Task item: Output these lines as a numbered list, leaving out any blank lines.

** Extracted entries follows **

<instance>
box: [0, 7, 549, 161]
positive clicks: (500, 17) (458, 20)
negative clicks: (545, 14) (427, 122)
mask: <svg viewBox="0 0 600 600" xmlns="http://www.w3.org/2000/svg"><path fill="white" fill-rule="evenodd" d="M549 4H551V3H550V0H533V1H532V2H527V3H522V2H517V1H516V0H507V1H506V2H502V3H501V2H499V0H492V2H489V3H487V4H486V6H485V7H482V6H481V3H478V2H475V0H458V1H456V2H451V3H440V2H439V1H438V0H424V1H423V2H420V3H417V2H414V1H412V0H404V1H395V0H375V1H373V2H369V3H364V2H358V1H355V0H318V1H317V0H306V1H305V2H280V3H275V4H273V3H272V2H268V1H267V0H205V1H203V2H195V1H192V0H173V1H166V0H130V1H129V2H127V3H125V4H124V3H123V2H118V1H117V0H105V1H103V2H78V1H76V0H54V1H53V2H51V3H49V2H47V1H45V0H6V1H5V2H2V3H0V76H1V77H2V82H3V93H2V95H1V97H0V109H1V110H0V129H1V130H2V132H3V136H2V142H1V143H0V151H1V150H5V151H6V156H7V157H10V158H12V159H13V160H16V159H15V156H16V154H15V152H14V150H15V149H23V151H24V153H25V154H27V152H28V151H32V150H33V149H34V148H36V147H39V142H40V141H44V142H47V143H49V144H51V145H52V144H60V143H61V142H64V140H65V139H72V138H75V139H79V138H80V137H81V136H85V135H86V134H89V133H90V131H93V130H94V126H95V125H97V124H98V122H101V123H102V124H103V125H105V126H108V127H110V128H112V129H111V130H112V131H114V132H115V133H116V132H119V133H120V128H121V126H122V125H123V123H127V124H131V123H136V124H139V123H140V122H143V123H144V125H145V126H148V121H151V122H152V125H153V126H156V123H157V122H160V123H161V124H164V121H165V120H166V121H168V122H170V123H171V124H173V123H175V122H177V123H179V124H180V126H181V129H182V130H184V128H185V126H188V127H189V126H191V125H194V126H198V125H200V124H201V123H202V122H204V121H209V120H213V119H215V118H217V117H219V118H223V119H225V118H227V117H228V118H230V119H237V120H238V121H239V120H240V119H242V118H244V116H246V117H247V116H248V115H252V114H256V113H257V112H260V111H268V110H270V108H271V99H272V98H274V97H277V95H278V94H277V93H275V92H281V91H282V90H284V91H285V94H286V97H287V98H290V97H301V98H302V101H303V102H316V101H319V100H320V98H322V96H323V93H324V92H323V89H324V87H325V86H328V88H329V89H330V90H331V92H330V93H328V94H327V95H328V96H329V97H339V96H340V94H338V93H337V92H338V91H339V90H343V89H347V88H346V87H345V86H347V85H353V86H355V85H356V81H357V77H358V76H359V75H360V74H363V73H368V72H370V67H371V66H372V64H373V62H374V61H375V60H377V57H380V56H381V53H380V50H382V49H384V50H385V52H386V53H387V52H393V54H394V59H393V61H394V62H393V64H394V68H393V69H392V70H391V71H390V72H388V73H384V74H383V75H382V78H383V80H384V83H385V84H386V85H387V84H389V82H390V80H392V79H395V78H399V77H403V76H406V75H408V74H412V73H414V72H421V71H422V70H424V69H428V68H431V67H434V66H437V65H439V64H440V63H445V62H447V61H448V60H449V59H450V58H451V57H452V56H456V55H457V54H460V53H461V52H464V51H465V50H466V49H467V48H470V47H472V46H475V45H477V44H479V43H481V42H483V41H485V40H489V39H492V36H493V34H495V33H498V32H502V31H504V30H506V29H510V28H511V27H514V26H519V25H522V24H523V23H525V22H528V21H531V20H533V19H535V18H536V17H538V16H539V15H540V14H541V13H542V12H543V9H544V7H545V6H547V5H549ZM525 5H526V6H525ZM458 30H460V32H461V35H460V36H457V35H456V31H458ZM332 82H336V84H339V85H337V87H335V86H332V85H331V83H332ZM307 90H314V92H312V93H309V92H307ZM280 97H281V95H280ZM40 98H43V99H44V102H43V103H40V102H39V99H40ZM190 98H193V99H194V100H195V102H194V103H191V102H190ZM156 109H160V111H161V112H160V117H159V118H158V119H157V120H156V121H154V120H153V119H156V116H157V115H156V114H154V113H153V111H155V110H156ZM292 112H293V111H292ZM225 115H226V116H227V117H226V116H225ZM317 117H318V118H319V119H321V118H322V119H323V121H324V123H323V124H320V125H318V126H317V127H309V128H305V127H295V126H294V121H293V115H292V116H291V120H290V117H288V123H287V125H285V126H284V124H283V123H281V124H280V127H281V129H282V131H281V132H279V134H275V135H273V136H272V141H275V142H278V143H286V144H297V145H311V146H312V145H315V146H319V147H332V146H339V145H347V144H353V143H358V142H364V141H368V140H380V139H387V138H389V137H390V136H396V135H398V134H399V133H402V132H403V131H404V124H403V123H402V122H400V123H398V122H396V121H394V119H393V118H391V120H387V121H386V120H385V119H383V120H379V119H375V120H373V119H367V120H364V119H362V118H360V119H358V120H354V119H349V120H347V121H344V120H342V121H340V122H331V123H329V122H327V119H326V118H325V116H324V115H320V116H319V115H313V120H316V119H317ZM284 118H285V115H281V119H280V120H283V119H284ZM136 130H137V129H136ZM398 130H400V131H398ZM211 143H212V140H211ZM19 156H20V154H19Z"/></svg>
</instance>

** End of Extracted entries **

Reply:
1. <instance>
2. box: [0, 7, 549, 161]
3. positive clicks: (500, 17) (458, 20)
4. negative clicks: (545, 14) (427, 122)
5. mask: <svg viewBox="0 0 600 600" xmlns="http://www.w3.org/2000/svg"><path fill="white" fill-rule="evenodd" d="M549 4H551V3H550V0H533V1H532V2H527V3H522V2H517V1H516V0H507V1H506V2H502V3H501V2H499V0H492V2H489V3H487V4H486V6H485V7H482V6H481V3H478V2H475V0H458V1H456V2H451V3H440V2H439V1H438V0H424V1H423V2H420V3H417V2H414V1H412V0H404V1H395V0H375V1H373V2H369V3H364V2H358V1H355V0H318V1H317V0H306V1H305V2H280V3H275V4H273V3H272V2H268V1H267V0H205V1H203V2H195V1H192V0H173V1H166V0H130V1H129V2H127V3H125V4H124V3H123V2H118V1H117V0H105V1H103V2H78V1H76V0H54V1H53V2H51V3H49V2H47V1H45V0H6V1H5V2H2V3H0V76H1V77H2V82H3V93H2V95H1V97H0V109H1V110H0V129H1V130H2V132H3V136H2V142H1V143H0V151H1V150H5V151H6V156H7V157H10V158H12V159H13V160H16V159H15V156H16V154H15V152H14V150H15V149H23V151H24V153H25V154H27V152H28V151H32V150H33V149H34V148H36V147H39V142H40V141H44V142H47V143H49V144H51V145H52V144H60V143H61V142H64V140H65V139H72V138H75V139H79V138H80V137H81V136H85V135H86V134H89V133H90V131H93V130H94V126H95V125H97V124H98V122H101V123H102V124H103V125H105V126H108V127H110V128H112V129H111V130H112V131H114V132H115V133H116V132H119V133H120V128H121V126H122V125H123V123H127V124H131V123H136V124H139V123H140V122H143V123H144V125H145V126H148V121H151V122H152V125H153V126H156V123H157V122H160V123H161V124H164V121H165V120H166V121H168V122H170V123H171V124H173V123H175V122H177V123H179V124H180V126H181V129H182V130H184V128H185V126H188V127H189V126H191V125H194V126H198V125H200V124H201V123H202V122H204V121H209V120H213V119H215V118H217V117H219V118H223V119H225V118H227V117H228V118H230V119H237V120H238V121H239V120H240V119H242V118H244V116H246V117H247V116H248V115H252V114H256V113H257V112H260V111H268V110H270V108H271V99H272V98H274V97H277V95H278V94H277V93H275V92H281V91H282V90H284V91H285V94H286V97H287V98H290V97H301V98H302V101H303V102H316V101H319V100H320V98H322V96H323V93H324V92H323V89H324V87H325V86H328V88H329V89H330V90H331V92H330V93H328V94H327V95H328V96H329V97H339V96H340V94H338V93H337V92H338V91H339V90H343V89H347V88H346V87H345V86H347V85H353V86H355V85H356V81H357V77H358V76H359V75H360V74H363V73H368V72H370V67H371V66H372V64H373V62H374V61H375V60H377V57H380V56H381V53H380V50H382V49H384V50H385V52H386V53H387V52H393V54H394V59H393V61H394V62H393V64H394V68H393V69H392V70H391V71H390V72H388V73H384V74H383V75H382V78H383V80H384V83H385V84H386V85H387V84H389V82H390V80H392V79H395V78H399V77H403V76H406V75H408V74H412V73H414V72H421V71H422V70H424V69H428V68H431V67H434V66H437V65H439V64H440V63H445V62H447V61H448V60H449V59H450V58H451V57H452V56H456V55H457V54H460V53H461V52H464V51H465V50H466V49H467V48H470V47H472V46H475V45H477V44H479V43H481V42H483V41H485V40H489V39H492V36H493V34H495V33H498V32H502V31H504V30H506V29H510V28H511V27H514V26H519V25H522V24H523V23H525V22H528V21H531V20H533V19H535V18H536V17H538V16H539V15H540V14H541V13H542V12H543V9H544V7H545V6H547V5H549ZM525 5H526V6H525ZM458 30H460V32H461V35H460V36H457V35H456V31H458ZM332 82H336V84H339V85H337V87H335V86H332V85H331V83H332ZM307 90H314V92H312V93H309V92H307ZM280 97H281V95H280ZM40 98H43V99H44V102H43V103H40V102H39V99H40ZM190 98H193V99H194V100H195V102H194V103H191V102H190ZM156 109H160V111H161V112H160V117H159V118H158V119H157V120H156V121H154V120H153V119H156V116H157V115H156V114H154V113H153V111H155V110H156ZM292 112H293V111H292ZM225 115H226V116H227V117H226V116H225ZM317 117H318V118H319V119H321V118H322V119H323V121H324V123H323V124H320V125H318V126H317V127H309V128H305V127H295V126H294V121H293V115H292V116H291V120H290V117H288V123H287V125H285V126H284V124H283V123H281V124H280V127H281V129H282V131H281V132H279V134H275V135H273V136H272V141H275V142H278V143H286V144H297V145H311V146H312V145H315V146H319V147H332V146H339V145H347V144H353V143H358V142H364V141H368V140H380V139H387V138H389V137H390V136H396V135H398V134H399V133H402V132H403V131H404V124H403V123H402V122H400V123H398V122H396V121H394V119H393V118H391V120H387V121H386V120H385V119H383V120H379V119H375V120H373V119H367V120H364V119H362V118H360V119H358V120H354V119H349V120H347V121H344V120H342V121H340V122H331V123H329V122H327V119H326V118H325V116H324V115H320V116H319V115H313V120H316V119H317ZM284 118H285V115H281V119H280V120H283V119H284ZM136 130H137V129H136ZM398 130H400V131H398ZM211 143H212V140H211ZM19 156H20V154H19Z"/></svg>
6. </instance>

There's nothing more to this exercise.